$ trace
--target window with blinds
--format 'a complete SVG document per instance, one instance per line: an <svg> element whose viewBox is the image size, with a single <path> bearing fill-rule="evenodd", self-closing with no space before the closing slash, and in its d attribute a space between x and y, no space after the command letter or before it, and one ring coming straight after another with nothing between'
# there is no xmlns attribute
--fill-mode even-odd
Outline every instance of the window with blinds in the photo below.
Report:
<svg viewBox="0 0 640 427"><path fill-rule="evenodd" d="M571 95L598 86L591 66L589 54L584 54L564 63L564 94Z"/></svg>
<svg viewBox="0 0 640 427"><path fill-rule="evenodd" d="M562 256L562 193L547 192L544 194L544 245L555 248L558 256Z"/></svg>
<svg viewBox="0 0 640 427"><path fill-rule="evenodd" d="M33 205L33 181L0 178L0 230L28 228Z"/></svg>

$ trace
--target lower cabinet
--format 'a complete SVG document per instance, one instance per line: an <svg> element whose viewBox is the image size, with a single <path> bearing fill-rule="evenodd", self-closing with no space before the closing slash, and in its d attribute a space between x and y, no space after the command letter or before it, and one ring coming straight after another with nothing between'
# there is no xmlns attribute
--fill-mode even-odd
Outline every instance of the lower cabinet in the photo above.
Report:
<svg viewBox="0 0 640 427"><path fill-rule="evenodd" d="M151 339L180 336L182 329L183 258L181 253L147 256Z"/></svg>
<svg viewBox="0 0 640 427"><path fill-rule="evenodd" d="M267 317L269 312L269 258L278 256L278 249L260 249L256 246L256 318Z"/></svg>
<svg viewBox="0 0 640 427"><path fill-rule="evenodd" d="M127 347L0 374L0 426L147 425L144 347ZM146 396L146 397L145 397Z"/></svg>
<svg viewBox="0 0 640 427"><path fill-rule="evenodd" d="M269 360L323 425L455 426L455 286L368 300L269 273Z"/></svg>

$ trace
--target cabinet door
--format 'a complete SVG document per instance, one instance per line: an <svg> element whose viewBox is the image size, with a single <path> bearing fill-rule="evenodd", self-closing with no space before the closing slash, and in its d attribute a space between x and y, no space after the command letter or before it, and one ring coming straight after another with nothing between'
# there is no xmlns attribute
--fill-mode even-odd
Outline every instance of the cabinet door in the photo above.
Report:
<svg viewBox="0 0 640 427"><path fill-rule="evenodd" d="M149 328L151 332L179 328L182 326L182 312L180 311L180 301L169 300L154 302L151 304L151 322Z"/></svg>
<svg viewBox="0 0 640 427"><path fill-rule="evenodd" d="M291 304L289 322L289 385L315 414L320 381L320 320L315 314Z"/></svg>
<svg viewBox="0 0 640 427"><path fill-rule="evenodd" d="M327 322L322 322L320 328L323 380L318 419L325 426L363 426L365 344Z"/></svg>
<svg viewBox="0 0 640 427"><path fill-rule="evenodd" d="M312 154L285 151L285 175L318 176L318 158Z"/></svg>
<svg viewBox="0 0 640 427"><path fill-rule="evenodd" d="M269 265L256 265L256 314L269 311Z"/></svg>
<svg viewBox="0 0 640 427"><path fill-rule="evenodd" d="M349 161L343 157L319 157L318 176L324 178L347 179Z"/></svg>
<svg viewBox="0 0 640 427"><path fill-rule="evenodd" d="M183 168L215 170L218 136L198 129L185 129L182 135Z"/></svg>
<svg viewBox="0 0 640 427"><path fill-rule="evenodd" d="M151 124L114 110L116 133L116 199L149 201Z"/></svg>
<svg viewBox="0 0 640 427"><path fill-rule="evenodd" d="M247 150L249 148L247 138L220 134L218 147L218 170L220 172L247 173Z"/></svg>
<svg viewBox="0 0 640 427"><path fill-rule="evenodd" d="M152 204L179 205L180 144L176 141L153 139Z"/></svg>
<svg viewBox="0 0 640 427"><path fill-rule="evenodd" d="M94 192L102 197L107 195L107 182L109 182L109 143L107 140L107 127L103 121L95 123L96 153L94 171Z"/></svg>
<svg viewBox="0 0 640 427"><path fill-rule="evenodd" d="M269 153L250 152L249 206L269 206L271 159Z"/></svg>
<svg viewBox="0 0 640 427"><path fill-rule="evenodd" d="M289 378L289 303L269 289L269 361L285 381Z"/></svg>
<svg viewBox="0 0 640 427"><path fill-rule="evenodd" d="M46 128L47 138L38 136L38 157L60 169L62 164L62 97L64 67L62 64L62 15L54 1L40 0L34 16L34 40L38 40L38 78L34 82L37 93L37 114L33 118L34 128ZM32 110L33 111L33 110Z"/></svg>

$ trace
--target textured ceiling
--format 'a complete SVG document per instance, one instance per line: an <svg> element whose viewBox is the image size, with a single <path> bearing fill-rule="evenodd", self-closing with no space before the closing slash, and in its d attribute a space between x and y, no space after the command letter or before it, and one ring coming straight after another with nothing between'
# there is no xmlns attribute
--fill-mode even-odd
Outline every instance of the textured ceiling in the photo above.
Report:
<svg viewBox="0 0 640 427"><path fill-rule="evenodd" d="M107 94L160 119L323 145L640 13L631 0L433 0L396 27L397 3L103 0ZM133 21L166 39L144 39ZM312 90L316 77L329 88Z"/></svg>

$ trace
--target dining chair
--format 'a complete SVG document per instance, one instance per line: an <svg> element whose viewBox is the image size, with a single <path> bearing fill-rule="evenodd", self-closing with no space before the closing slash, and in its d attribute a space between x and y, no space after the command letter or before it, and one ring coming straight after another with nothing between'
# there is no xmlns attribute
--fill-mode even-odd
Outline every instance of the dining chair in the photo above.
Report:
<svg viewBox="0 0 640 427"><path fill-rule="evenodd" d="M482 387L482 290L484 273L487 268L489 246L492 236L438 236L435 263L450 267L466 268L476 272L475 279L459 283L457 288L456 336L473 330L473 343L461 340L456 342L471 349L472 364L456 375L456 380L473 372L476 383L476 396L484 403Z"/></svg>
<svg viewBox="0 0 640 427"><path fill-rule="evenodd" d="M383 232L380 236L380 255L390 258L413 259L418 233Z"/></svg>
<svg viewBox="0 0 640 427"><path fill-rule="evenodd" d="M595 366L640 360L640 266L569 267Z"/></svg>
...
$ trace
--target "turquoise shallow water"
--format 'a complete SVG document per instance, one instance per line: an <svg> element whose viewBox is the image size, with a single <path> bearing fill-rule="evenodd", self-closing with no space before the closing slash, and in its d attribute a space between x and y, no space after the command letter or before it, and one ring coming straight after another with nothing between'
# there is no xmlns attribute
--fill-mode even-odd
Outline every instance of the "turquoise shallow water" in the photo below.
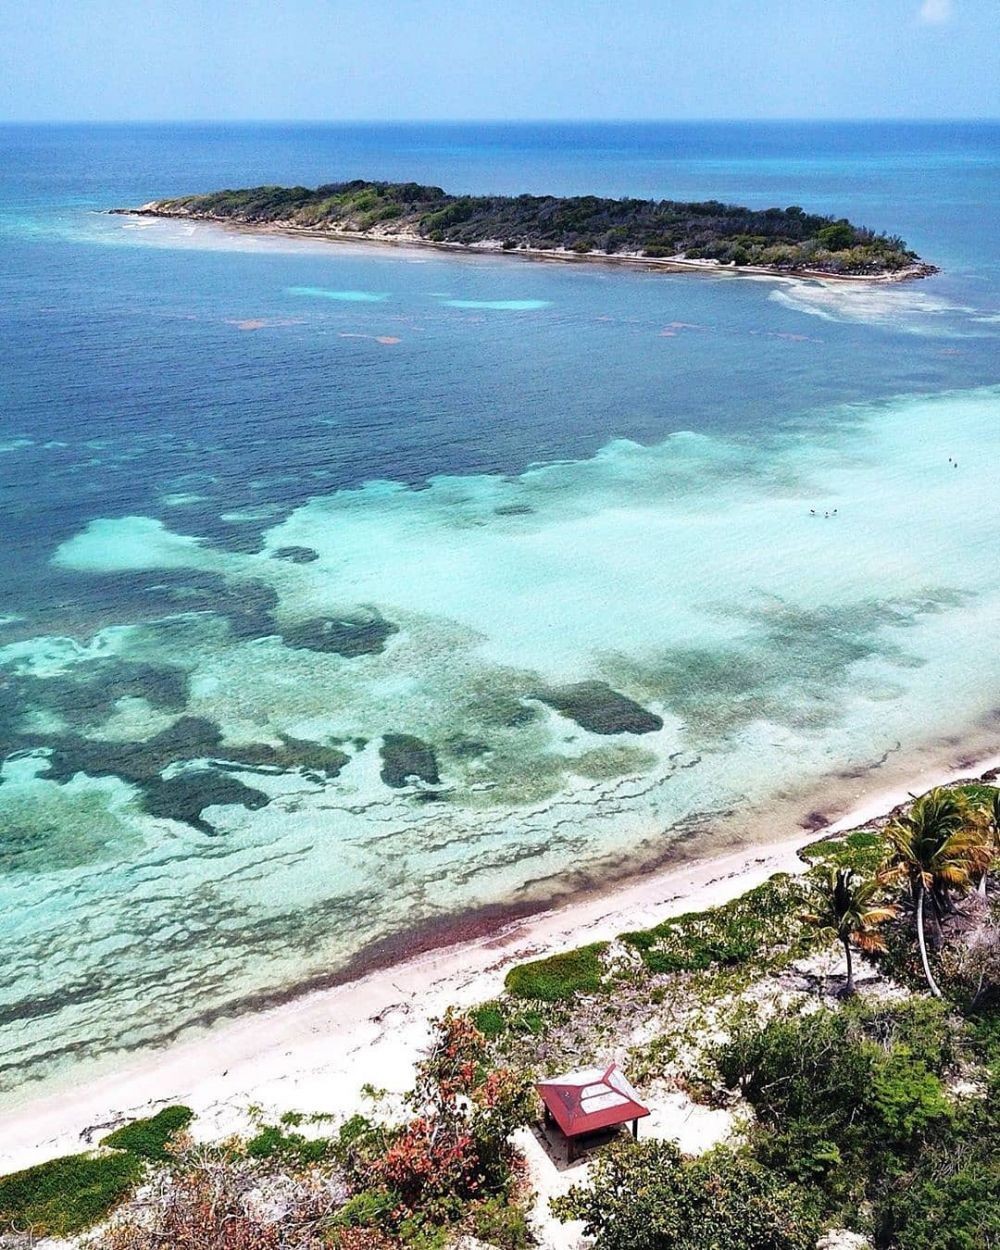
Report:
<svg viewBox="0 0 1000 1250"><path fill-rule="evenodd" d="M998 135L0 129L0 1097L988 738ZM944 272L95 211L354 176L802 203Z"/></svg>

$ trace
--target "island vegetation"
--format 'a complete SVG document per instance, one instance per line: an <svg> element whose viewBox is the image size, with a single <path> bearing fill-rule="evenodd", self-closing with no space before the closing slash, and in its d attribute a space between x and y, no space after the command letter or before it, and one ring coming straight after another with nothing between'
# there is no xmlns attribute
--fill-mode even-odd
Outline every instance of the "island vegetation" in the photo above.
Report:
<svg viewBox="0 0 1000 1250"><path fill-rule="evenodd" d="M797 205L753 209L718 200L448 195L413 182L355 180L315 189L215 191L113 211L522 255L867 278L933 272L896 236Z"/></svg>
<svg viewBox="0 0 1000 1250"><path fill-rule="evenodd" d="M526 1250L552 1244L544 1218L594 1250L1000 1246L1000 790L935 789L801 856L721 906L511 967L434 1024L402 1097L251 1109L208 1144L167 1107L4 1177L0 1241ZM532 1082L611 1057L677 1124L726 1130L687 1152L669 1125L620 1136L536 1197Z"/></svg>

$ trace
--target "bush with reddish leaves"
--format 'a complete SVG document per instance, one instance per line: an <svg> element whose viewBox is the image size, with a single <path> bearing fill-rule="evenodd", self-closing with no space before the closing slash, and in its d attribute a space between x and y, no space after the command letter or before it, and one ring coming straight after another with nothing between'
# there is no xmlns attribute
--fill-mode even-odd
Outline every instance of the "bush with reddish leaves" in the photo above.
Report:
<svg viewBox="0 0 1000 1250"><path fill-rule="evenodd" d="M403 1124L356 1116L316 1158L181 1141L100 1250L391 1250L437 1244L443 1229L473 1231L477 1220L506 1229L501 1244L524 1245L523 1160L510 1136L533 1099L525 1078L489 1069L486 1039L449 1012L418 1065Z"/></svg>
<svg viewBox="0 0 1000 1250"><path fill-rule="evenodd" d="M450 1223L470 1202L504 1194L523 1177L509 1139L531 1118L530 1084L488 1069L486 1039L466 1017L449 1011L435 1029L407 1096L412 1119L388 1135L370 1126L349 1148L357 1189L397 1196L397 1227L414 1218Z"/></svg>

(WHAT IS EXPECTED): Only lines containing the string "turquoise" are needed. Pull each of them out of the records above.

(SOLUTION):
--target "turquoise shallow water"
Outline every instance of the "turquoise shallow water" in the photo below.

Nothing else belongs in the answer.